── Texto de lectura

Todas
las revoluciones modernas acabaron robusteciendo el Estado. 1789 lleva a
Napoleón, 1848 a Napoleón III, 1917 a Stalin, las perturbaciones italianas de
la década del 20 a Mussolini, la república de Weimar a Hitler. Estas
revoluciones, sobre todo después de que la primera guerra mundial hubo
liquidado los vestigios del derecho divino, se han propuesto, no obstante, con
una audacia cada vez mayor, la construcción de la ciudad humana y de la
libertad real. La omnipotencia creciente del Estado ha sancionado cada vez esa
ambición. Sería falso decir que no podía dejar de suceder esto. Pero es posible
examinar cómo ha sucedido, y quizá sirva de lección.Aparte de un pequeño número
de explicaciones que no constituyen el tema de este ensayo, el extraño y aterrador
crecimiento del Estado moderno puede considerarse como la conclusión lógica de
ambiciones técnicas y filosóficas desmesuradas, ajenas al verdadero espíritu de
rebelión, pero que, sin embargo, dieron origen al espíritu revolucionario de
nuestra época. El sueño profético de Marx y las potentes anticipaciones de
Hegel o de Nietzsche terminaron suscitando, después de ser arrasada la ciudad
de Dios, un Estado racional o irracional, pero en ambos casos terrorista.
A
decir verdad, las revoluciones fascistas del siglo XX no merecen el título de
revolución. Les ha faltado la ambición universal. Mussolini y Hitler trataron,
sin duda, de crear un imperio y los ideólogos nacional-socialistas pensaron,
explícitamente, en el imperio mundial. Su diferencia con el movimiento
revolucionario clásico consiste en que, siendo herederos del nihilismo,
prefirieron divinizar lo irracional, y sólo ello, en vez de divinizar la razón.
Al mismo tiempo renunciaban a lo universal. Ello no impide que Mussolini se
declare heredero de Hegel, y Hitler de Nietzsche; ilustran en la historia
algunas de las profecías de la ideología alemana. A este respecto pertenecen a
la historia de la rebelión y el nihilismo. Han sido los primeros que han
construido un Estado basándose en la idea de que nada tenía sentido y que la
historia no era sino el azar de la fuerza. La consecuencia no se ha hecho
esperar. Desde 1914 Mussolini anunciaba la "santa religión de la
anarquía" y se declaraba enemigo de todos los cristianismos. En cuanto a
Hitler, su religión confesada yuxtaponía sin vacilación al Dios-Providencia y
el Walhalla. Su dios era, en verdad, un argumento de mitín y una manera de
elevar el debate al final de sus discursos. Mientras tuvo éxito prefirió
creerse inspirado. En el momento de la derrota se juzgó traicionado por su
pueblo. Entre ambos momentos, nada vino a anunciar al mundo que pudiera nunca
considerarse culpable ante ningún principio. El único hombre de cultura
superior que dio al nazismo una apariencia de filosofía, Ernst Junger, eligió,
por otra parte, las fórmulas mismas del nihilismo: "La mejor respuesta a
la traición de la vida por el espíritu es la traición del espírtu por el
espíritu, y uno de los grandes y crueles goces de esta época consiste en
participar en ese trabajo de destrucción".

────

#### [Objetivo A]
Indica si cada afirmación concuerda con el texto sobre las revoluciones y el Estado, respondiendo sí o no y citando literalmente las palabras del texto que lo deciden: (i) La revolución de 1917 lleva a Stalin. (ii) Las revoluciones fascistas del siglo XX tuvieron ambición universal. (iii) Desde 1914 Mussolini se declaraba enemigo de todos los cristianismos.

── Datos proporcionados

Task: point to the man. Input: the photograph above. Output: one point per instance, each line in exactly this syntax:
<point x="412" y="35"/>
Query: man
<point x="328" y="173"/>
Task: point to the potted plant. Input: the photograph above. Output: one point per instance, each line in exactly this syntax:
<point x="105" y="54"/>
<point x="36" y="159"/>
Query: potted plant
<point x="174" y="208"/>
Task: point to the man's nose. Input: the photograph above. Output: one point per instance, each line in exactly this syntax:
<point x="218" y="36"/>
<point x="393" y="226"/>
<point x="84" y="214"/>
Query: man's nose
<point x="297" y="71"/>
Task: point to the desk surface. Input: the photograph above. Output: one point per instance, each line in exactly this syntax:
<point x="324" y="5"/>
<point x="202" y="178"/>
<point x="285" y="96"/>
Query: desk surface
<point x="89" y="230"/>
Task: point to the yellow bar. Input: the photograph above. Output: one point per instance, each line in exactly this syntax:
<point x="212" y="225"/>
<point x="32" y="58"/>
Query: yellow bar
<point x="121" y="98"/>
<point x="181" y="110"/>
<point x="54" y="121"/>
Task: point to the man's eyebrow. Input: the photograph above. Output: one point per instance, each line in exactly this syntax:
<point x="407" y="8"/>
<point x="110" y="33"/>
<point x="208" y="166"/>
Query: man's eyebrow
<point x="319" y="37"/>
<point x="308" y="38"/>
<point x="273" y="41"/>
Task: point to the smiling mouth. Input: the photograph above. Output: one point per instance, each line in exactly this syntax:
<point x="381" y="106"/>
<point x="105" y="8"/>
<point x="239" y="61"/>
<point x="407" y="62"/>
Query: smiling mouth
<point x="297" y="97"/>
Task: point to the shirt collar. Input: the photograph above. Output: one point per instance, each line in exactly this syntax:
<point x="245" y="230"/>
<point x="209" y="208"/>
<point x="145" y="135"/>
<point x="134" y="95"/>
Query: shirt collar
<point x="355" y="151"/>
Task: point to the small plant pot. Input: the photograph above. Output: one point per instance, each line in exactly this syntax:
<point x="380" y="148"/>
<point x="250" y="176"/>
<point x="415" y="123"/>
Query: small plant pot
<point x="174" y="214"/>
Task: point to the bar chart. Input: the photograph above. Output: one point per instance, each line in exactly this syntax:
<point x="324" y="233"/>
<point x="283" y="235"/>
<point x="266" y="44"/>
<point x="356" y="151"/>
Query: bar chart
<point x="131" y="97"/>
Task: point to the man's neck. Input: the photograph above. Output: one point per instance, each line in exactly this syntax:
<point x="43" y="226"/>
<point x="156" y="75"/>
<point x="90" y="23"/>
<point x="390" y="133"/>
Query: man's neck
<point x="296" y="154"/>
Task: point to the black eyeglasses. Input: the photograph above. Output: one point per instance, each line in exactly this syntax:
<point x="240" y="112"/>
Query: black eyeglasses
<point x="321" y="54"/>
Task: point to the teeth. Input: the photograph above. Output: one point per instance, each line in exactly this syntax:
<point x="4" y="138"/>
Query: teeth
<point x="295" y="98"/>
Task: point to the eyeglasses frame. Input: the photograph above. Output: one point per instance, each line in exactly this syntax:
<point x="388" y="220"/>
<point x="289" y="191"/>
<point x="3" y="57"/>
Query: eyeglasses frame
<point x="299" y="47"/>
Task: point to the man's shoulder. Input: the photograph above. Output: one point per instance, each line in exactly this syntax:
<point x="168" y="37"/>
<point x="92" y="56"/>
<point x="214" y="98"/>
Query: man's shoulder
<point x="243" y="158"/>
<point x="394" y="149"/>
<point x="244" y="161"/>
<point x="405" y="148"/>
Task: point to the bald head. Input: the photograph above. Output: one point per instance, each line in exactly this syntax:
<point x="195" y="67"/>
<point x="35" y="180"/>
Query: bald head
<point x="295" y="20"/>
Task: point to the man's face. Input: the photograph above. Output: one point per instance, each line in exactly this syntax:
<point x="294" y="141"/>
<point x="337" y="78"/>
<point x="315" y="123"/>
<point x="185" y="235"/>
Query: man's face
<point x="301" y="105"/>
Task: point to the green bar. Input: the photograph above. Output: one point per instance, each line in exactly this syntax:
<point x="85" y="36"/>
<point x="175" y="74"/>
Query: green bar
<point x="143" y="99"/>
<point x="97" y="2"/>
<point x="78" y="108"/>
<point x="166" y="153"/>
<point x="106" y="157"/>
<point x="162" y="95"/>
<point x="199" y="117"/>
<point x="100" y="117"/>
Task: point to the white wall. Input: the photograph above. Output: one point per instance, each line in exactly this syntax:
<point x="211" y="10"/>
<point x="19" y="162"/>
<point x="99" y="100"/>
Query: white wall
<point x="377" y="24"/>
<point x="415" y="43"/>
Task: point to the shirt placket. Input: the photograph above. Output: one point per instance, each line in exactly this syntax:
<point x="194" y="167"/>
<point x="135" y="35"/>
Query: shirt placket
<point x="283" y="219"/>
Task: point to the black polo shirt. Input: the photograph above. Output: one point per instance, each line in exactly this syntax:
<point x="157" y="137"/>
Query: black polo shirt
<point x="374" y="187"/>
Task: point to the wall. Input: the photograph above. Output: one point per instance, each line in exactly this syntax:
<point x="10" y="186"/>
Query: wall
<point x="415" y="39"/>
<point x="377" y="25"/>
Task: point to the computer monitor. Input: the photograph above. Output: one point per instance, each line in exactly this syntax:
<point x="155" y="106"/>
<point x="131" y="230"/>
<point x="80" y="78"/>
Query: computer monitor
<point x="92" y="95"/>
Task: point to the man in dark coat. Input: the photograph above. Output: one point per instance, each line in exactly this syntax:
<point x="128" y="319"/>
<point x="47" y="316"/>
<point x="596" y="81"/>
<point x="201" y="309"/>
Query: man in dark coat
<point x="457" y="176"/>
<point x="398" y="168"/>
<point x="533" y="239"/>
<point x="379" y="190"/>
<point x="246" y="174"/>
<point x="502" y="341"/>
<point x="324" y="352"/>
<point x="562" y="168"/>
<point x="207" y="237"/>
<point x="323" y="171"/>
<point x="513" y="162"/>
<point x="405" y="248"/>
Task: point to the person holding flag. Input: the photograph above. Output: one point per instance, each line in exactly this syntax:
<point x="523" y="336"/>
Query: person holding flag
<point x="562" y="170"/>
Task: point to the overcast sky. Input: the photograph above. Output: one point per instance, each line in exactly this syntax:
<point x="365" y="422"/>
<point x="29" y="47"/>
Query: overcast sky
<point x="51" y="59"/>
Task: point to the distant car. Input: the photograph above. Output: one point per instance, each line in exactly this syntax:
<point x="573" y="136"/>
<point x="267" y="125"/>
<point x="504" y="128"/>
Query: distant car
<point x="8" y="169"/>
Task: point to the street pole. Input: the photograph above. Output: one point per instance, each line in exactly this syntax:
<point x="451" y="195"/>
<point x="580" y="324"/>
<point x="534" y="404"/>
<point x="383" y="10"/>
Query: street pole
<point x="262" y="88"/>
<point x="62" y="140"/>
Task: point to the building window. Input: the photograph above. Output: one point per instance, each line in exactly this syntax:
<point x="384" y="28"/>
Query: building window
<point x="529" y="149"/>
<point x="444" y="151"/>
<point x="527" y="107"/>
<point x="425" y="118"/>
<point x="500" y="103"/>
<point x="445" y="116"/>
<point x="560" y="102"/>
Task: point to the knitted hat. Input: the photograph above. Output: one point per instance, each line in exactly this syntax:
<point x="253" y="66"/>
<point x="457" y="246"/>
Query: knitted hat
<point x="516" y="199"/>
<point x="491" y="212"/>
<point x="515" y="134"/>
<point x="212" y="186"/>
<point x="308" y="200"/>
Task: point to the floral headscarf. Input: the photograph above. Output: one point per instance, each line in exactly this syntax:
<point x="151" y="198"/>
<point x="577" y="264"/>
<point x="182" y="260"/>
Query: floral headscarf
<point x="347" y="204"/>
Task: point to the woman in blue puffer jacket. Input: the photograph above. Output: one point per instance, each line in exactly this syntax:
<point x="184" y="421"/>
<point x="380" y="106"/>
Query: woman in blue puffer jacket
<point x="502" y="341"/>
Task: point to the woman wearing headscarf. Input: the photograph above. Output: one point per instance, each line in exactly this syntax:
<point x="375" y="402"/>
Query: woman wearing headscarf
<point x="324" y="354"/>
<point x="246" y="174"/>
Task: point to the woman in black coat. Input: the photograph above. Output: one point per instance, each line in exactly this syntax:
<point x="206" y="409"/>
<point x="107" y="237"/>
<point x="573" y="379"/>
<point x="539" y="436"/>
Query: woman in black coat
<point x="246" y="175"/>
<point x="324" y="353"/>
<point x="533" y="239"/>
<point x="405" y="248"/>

────

#### [Objetivo B]
Cuenta las líneas de los registros que contienen la cadena "frame" y escribe solo ese número.

#### [Respuesta completa A]
(i) Sí: "1917 a Stalin".
(ii) No: "Les ha faltado la ambición universal."
(iii) Sí: "Desde 1914 Mussolini anunciaba la "santa religión de la anarquía" y se declaraba enemigo de todos los cristianismos."

#### [Respuesta completa B]
2